*** Opening SOURCE MATERIAL ***
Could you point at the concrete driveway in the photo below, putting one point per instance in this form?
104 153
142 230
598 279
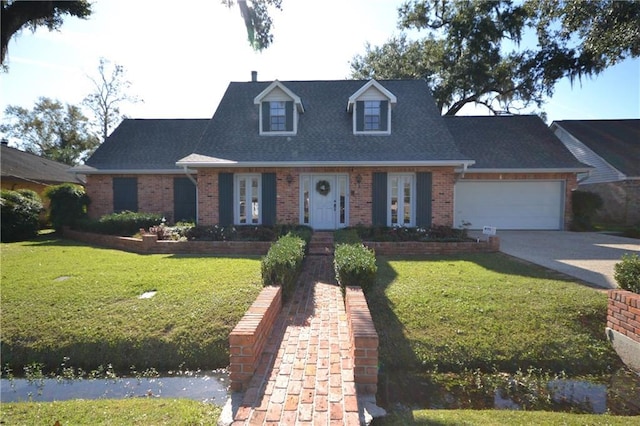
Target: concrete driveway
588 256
*** Closing SOURCE MATERIAL ***
*** Opening SOURCE MATERIAL ***
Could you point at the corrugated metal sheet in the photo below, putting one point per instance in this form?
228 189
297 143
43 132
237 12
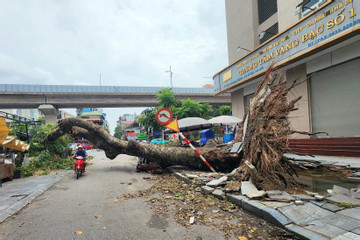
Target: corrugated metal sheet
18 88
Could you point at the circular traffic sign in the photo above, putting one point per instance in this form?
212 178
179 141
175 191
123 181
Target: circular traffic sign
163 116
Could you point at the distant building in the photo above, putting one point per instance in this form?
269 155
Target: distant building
*** Closing SOURCE MATERIAL ***
Using the entries above, tally how many lines have the word "Could" in them; write the number and nothing more.

4